## SET EXERCISE
Could you retype every line of the entries below word for word, leaving the pictures out?

[Excerpts from a location annotation dataset]
* * *

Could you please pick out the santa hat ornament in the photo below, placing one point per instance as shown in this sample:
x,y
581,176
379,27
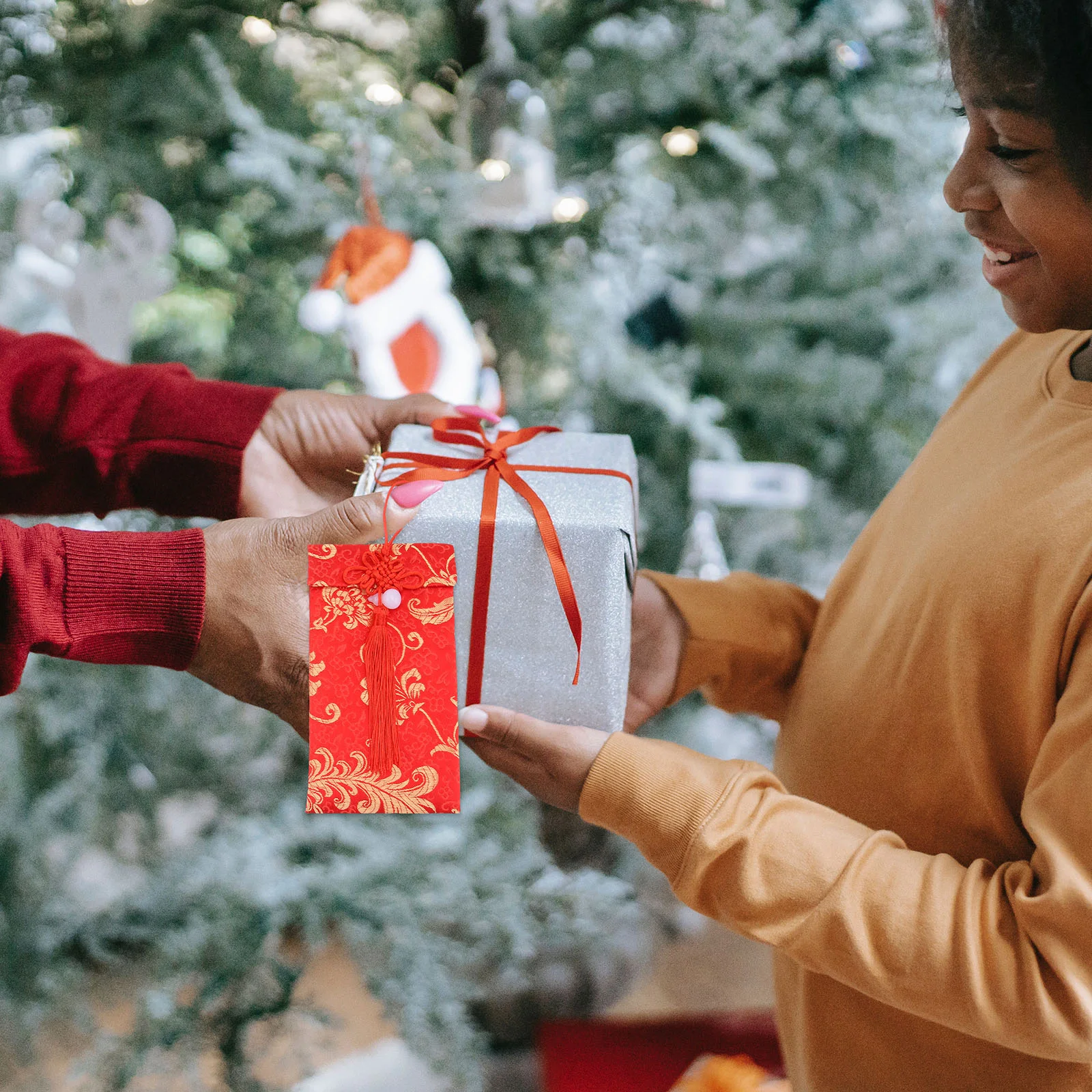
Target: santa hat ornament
x,y
392,298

* * *

## EXERCISE ANSWER
Could you please pick out the santa hat ornament in the photo below, placing one point per instance as shown in this sample:
x,y
581,176
379,27
Target: santa hat ornament
x,y
392,298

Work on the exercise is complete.